Challenges -
**A)** Transcribe the stretch of the article on hacking Unity games from "You can find" through "Hearthstone Deck Tracker.".
**B)** Extend the article on hacking into Unity games, picking up after its final line.

Text block -
Hacking into Unity games

hackf5.io
14 min readJun 27, 2019

With the rising popularity of game streaming platforms like Twitch that allow developers to build extensions to boost fan engagement, knowing how to hack into games to get data to feed those extensions is a skill that many developers want to learn.

In this article I’m going to explain how to hack into the memory space of a Unity game process running under Windows. This memory often contains a lot of interesting and hidden information about that game that could be used, for example, to build a Twitch extension.

You can find the code that goes with this article here: https://github.com/hackf5/unityspy.

The key ideas have been borrowed from HearthMirror, which is part of the excellent Hearthstone Deck Tracker.

The author has no affiliation with HearthSim, HearthMirror or Hearthstone Deck Tracker, but is a fan of their work.

Legal Stuff

HearthMirror is copyright and released open source under a proprietary license. Copyright protects the expression of an idea, not the idea itself. Ideas are protected by patent.

This post has a good description of the protections afforded by copyright. In particular copyright probably makes it illegal to reference the HearthMirror library in your own project, or to copy code from the HearthMirror project. But, as the source is legally available, it is legal to understand the ideas in the source and to replicate them.

What’s Unity?

[Coordinate annotation items]
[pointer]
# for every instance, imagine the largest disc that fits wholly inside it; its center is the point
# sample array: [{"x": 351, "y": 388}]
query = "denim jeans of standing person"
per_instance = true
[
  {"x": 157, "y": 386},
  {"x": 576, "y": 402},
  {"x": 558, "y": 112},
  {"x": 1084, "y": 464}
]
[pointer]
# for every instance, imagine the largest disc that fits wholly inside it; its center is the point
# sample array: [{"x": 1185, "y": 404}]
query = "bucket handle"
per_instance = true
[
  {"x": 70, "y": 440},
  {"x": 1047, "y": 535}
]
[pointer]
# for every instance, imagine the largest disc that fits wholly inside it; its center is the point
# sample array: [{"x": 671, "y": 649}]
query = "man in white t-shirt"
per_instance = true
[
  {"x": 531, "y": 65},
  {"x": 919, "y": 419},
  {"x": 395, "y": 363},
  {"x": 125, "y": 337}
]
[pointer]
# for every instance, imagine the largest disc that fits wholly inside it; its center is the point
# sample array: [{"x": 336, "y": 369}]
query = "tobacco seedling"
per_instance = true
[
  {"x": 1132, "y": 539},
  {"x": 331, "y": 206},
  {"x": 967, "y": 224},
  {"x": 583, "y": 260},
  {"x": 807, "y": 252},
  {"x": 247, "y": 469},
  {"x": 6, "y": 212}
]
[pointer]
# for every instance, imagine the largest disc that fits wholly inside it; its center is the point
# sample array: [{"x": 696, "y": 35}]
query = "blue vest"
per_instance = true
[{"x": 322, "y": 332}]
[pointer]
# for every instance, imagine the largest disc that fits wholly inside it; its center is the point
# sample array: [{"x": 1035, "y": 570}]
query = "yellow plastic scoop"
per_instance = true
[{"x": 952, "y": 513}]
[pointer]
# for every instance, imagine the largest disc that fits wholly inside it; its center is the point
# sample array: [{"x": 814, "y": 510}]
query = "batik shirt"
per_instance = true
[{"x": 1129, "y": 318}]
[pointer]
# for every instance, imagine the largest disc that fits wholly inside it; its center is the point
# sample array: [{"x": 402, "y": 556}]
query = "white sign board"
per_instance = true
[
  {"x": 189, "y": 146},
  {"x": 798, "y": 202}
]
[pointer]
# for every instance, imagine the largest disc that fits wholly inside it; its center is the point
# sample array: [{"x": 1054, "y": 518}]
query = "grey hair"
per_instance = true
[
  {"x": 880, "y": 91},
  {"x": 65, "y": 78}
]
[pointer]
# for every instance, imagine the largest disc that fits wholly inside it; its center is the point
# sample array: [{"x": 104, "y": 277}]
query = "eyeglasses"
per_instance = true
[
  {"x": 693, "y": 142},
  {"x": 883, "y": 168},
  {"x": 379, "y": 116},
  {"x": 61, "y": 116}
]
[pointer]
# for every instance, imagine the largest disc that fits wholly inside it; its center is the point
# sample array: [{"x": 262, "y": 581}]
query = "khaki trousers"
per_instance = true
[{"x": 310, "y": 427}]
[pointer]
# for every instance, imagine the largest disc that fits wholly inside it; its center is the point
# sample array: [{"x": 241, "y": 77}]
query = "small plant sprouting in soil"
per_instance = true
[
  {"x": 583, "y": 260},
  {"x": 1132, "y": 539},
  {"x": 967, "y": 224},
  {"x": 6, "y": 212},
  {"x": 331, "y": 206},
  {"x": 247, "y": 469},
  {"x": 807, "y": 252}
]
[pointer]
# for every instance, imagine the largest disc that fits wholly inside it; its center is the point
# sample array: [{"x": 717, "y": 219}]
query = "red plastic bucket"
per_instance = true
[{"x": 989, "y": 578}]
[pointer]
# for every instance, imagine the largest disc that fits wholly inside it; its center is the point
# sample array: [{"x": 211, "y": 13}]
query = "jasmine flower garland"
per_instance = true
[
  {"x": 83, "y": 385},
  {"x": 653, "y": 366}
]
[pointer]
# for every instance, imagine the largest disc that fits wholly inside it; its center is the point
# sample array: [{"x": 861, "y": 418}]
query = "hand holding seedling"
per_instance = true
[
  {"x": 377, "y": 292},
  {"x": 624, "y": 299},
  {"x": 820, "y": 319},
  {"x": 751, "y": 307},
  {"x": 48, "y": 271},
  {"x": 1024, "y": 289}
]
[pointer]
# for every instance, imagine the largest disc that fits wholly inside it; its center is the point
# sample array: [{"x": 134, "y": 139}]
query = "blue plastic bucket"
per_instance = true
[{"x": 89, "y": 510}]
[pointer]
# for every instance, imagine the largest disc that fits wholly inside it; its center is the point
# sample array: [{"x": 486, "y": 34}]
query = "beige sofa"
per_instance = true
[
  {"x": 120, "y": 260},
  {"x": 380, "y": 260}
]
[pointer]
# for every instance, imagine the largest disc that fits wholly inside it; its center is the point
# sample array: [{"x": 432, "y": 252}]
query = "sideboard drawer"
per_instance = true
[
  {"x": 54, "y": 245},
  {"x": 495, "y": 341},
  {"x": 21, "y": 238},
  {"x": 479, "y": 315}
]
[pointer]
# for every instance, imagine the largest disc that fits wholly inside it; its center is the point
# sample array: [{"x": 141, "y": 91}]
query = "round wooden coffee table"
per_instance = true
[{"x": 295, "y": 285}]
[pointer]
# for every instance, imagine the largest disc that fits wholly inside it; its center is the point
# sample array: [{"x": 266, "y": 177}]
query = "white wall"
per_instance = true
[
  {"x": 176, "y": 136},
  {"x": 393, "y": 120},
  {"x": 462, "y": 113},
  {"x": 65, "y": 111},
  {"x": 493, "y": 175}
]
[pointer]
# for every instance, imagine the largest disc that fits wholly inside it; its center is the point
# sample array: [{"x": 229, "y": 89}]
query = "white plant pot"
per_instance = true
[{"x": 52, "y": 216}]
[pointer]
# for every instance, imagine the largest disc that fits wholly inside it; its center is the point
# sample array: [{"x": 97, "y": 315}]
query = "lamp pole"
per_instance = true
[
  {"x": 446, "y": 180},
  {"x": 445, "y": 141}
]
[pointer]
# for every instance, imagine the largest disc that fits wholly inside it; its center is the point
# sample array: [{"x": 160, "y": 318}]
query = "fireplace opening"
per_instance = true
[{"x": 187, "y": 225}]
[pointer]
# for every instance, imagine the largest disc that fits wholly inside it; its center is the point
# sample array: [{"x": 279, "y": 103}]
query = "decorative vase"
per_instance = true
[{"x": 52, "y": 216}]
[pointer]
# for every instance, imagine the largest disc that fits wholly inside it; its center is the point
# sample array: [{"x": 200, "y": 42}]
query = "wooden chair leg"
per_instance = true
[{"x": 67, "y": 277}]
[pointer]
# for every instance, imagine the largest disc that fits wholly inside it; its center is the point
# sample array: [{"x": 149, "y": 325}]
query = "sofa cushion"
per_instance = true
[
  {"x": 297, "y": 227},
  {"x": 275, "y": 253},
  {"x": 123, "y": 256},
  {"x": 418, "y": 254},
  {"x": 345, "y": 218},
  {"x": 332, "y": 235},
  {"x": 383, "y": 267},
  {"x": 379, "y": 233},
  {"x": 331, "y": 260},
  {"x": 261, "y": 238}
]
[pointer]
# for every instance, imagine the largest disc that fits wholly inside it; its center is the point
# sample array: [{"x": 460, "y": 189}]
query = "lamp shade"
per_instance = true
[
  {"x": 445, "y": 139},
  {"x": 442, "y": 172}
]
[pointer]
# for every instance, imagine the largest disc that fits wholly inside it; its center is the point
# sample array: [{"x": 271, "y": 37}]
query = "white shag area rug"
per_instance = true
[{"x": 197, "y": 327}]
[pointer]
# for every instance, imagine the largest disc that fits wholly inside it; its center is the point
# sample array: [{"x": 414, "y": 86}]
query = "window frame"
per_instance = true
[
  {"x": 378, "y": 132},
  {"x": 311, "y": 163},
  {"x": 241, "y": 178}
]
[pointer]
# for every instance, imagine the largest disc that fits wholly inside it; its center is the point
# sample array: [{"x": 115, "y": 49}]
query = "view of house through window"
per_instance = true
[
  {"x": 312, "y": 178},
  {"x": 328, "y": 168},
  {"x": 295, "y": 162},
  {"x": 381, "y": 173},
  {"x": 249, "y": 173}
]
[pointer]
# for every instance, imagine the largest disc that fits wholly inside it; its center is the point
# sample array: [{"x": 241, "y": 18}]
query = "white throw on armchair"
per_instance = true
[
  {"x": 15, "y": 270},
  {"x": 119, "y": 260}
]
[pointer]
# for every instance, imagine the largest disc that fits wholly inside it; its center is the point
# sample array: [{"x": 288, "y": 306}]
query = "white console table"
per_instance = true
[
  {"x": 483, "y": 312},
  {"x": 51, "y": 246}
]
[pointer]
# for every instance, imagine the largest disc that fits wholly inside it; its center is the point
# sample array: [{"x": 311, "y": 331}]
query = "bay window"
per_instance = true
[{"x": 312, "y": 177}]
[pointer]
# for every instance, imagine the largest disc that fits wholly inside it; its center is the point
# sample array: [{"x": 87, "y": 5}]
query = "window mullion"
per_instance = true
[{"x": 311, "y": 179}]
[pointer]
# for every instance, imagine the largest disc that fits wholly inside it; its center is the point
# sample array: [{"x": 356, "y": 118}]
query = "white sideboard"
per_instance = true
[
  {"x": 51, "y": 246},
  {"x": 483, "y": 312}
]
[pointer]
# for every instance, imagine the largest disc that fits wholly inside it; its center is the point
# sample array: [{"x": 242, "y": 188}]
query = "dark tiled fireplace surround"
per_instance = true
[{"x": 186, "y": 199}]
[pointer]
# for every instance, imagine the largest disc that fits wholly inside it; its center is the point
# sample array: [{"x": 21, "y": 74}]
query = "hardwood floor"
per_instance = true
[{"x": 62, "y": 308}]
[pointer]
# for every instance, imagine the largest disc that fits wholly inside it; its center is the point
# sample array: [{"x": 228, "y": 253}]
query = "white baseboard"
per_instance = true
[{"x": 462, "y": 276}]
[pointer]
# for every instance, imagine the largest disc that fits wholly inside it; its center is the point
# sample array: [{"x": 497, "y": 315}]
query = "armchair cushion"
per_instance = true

Task-by-task outputs -
**A)**
You can find the code that goes with this article here: https://github.com/hackf5/unityspy.

The key ideas have been borrowed from HearthMirror, which is part of the excellent Hearthstone Deck Tracker.

**B)**
Unity is the world’s most popular game engine. If you’ve ever tried building a game, the chances are that you tried to build it in Unity. In fact it’s so popular that something like half of all games that are built are built on Unity.

There are many reasons for this popularity, but a significant one is Unity’s outstanding cross platform support. It achieves this on a number of platforms, including Windows, using a library called Mono.

If you want to find out how to get started building games with Unity I can thoroughly recommend Brackeys YouTube channel, which has lots of great Unity tutorials.

What’s Mono?

For an in-depth discussion of what Mono is, you’re probably best off reading the Wikipedia page, but the tldr; is that it’s the open source version of the .NET Framework. .NET libraries run under Mono and Mono libraries run under .NET.

The Mono project has been around for almost as long as .NET itself, but for many years it struggled for popularity because, although .NET is a managed language, it uses a lot of native libraries. In the case of a Windows Forms or a WPF app, for example, the windows and controls are drawn using Windows libraries that are part of the operating system. What this means is that these apps won’t work under Mono on any non-Windows computer because those libraries simply aren’t there.

A few years ago Mono was acquired by Xamarin, which in turn was recently acquired by Microsoft, so now Microsoft owns yet another .NET runtime. There’s nothing quite like diversification!

Mono in Unity

Most of the Unity game engine is written in C++, but game developers write their code in C#. On platforms that are well supported by Mono, such as Windows and Mac, this C# code runs under Mono, on other platforms, such as iOS, Unity uses a transpilation process called IL2CPP (Intermediate Language To C Plus Plus) that converts C# into C++. IL2CPP is more restrictive than Mono, but it has better cross platform support. And where Unity runs under Mono, it in fact uses its own fork.

This post provides an interesting discussion of the internal workings of the Unity game engine and its possible future directions.

With the preamble out of the way it’s time to get into the technical details.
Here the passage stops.